- **TEXT**
I was 19 years old and had been a type 1 diabetic for almost a dozen years already. I caught a bad cold that just wouldn’t go away. I was working but poor, stressed all the time, and had no insurance. I was not taking care of my diabetes at all other than my standard three shots a day. I was pretty much living off of fast food. One day I began to feel very sick, I still had this damned cold but now I was also feeling like I had the flu. I was achy all over, nausea and vomiting like every five minutes, I was so thirsty I would take a sip of water and feel it wet my mouth and then literally feel my entire mouth dry up immediately, I began to lose control of my own breathing, I couldn’t help but breathe fast and shallow, I had to concentrate and force my body to breath normally, but then it would just go back to short, shallow, fast breaths.

Finally I asked to be driven to the ER, I had been putting it off because I had no insurance and knew it would cost me thousands of dollars just to go to ER, but I now felt as if I was going to die.

- **INSTRUCTIONS FOR THE TASK**
In the diabetes account, why had the writer been putting off going to the ER? The records that come next have nothing to do with the diabetes account.

- **RECORDS SHOWN**
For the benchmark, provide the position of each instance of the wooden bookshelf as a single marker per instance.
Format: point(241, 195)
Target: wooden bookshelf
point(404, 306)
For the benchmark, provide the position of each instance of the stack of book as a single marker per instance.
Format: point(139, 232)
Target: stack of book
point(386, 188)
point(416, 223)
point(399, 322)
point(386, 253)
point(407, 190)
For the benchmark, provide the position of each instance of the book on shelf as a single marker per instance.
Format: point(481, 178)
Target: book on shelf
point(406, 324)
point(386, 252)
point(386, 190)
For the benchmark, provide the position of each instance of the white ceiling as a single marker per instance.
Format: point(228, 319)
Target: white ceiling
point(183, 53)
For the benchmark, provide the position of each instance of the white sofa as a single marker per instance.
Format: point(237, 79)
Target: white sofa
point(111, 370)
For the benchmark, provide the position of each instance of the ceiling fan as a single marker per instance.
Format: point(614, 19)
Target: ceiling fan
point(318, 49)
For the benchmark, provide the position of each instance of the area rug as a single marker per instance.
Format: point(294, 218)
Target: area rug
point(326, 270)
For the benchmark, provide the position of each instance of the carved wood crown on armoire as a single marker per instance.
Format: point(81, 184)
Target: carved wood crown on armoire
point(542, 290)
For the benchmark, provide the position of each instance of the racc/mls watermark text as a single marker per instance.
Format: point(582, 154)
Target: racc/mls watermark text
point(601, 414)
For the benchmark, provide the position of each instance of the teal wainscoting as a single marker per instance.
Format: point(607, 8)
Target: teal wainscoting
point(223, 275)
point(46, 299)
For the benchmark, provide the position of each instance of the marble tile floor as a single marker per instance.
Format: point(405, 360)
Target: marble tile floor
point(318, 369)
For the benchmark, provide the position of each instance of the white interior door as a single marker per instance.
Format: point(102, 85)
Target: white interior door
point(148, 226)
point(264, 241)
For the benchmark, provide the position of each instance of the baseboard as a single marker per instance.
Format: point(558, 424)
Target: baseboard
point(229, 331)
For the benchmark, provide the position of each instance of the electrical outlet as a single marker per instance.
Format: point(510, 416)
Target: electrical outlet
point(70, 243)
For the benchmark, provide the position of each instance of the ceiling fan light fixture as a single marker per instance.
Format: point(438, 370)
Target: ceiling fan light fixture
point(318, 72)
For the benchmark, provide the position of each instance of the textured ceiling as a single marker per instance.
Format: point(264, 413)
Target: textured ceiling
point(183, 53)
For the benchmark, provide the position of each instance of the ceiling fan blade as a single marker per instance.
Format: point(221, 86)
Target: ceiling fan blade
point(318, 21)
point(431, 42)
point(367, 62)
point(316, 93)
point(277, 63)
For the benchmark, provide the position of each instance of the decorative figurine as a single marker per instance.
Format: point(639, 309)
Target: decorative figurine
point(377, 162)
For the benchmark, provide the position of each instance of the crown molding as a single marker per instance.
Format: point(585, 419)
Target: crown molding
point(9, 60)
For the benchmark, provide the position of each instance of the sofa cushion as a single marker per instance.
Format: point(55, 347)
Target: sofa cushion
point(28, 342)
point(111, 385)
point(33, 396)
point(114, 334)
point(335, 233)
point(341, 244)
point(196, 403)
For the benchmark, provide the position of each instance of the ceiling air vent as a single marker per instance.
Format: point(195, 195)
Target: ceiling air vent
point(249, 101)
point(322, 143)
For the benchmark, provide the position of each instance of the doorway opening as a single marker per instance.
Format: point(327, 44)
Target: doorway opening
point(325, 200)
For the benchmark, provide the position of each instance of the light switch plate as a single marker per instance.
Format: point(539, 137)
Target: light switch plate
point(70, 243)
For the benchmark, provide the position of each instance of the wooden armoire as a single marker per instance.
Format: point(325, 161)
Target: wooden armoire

- **WRITTEN RESPONSE**
The writer had no insurance and knew going to the ER would cost thousands of dollars.